EXERCISE: Starting at the top of the records below, write out each line exactly as it stands, stopping after the line with "the woman in orange ao dai"; exclude the pictures.

Point-per-instance localization data:
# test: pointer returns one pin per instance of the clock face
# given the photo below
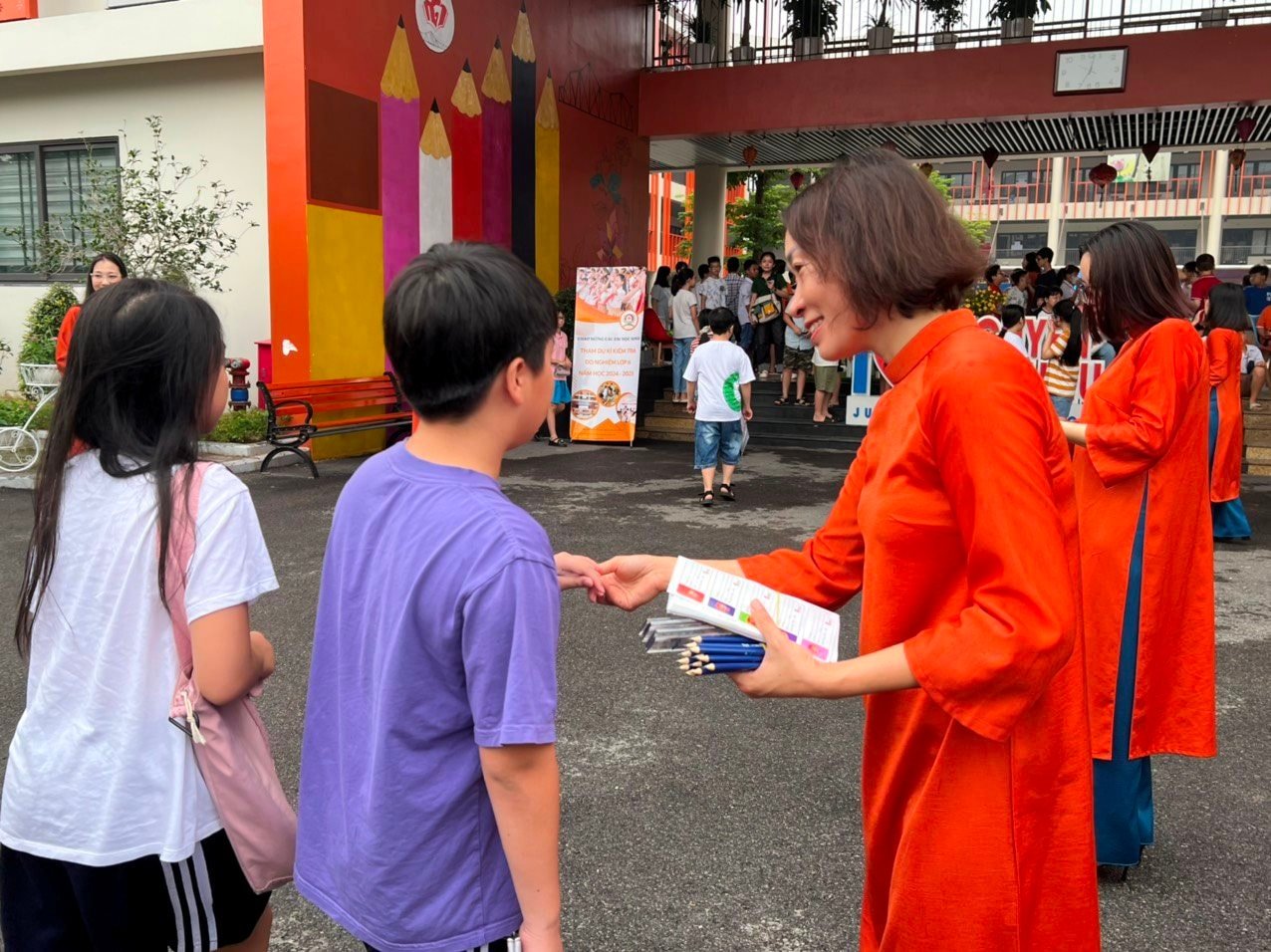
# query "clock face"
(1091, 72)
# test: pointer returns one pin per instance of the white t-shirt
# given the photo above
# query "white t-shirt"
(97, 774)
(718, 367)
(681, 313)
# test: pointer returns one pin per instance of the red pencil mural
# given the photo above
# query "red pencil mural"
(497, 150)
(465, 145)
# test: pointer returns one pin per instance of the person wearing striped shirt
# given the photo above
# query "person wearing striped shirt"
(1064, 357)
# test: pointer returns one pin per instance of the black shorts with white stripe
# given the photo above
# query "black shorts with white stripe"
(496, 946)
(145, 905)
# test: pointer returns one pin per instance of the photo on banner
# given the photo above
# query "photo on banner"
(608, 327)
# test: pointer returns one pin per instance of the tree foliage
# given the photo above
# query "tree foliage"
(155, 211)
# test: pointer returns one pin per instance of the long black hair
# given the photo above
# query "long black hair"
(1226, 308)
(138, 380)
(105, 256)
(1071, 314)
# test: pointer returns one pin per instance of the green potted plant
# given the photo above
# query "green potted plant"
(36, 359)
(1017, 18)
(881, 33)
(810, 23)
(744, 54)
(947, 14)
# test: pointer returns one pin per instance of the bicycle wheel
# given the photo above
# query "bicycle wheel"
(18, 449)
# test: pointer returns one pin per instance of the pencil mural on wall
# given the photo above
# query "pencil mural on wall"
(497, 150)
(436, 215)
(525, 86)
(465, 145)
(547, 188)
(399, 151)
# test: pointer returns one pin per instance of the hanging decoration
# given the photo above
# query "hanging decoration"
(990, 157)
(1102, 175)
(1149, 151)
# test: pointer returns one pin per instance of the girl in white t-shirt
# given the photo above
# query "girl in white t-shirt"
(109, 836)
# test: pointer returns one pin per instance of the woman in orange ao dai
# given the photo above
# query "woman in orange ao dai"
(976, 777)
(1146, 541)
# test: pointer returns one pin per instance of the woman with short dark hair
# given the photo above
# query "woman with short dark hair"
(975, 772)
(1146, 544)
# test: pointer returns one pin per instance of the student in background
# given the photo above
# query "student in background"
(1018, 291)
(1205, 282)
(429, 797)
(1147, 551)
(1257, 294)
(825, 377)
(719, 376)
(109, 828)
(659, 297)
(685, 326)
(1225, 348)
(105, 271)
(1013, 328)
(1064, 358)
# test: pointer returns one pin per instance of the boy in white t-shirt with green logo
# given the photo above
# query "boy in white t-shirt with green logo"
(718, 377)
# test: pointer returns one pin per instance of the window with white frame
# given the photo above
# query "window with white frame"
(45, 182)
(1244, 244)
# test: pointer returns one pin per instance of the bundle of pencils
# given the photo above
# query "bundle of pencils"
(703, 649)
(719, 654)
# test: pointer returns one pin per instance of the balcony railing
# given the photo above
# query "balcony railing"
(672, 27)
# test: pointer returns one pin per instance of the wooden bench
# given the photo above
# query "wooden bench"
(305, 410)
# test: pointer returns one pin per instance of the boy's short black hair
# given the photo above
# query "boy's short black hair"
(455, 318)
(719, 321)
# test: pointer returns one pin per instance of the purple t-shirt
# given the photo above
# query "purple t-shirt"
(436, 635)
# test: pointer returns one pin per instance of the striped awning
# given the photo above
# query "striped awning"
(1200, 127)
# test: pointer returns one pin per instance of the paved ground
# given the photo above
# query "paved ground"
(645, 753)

RESPONSE AREA:
# test: pointer returns one pin per instance of the clock face
# given the photo below
# query "clock face"
(1091, 72)
# test: pointer returns one pin per instance of the white t-shirt
# given the photo above
# query "white t-shirt"
(97, 774)
(718, 367)
(681, 313)
# test: pointer returns one pin per instance of the red pencil mural
# given the photo above
# query "red pencil mural"
(497, 150)
(465, 145)
# test: pointer returns one pin per instance of the person wearing striped shirt
# given the photo above
# query "person wearing striped shirt"
(1064, 357)
# test: pointer returns one pin per instance of the black shorts with white stripe
# given the photo above
# query "black shorts with white stripe"
(496, 946)
(145, 905)
# test: pointer returns one pin per instance of the photo on banner
# given the photo above
# query "photo on banner"
(608, 327)
# test: pointer returns one pin per instance of the tree foliage
# given the photo above
# query "tree foliage"
(155, 211)
# test: pointer returns one pin per instance of the long black hair
# given the photo above
# query "long black hair"
(1226, 308)
(138, 380)
(105, 256)
(1071, 314)
# test: pointer returns one pin per instance of the green potted plant
# given the photo above
# query "green potted plant"
(36, 359)
(1017, 18)
(881, 33)
(810, 23)
(744, 54)
(947, 14)
# test: pointer returns one pin per instance of the bicycle wheel
# given the photo above
# query "bicycle wheel"
(18, 449)
# test: pointer returns one pin per instance of the pencil mural on wall
# given the photo above
# query "pencil mural on wall"
(497, 150)
(436, 215)
(525, 86)
(465, 145)
(547, 188)
(399, 151)
# test: pointer returns one pin per instance of the hanging decoration
# given the photo above
# query "hanging decoration"
(990, 157)
(1102, 175)
(1149, 151)
# test: pointer returns one pin per instance of the girl in white t-shirt
# given the photo above
# query "girl in white t-shirt"
(109, 836)
# test: pointer returns one pin per instance of the woman in orange ao dai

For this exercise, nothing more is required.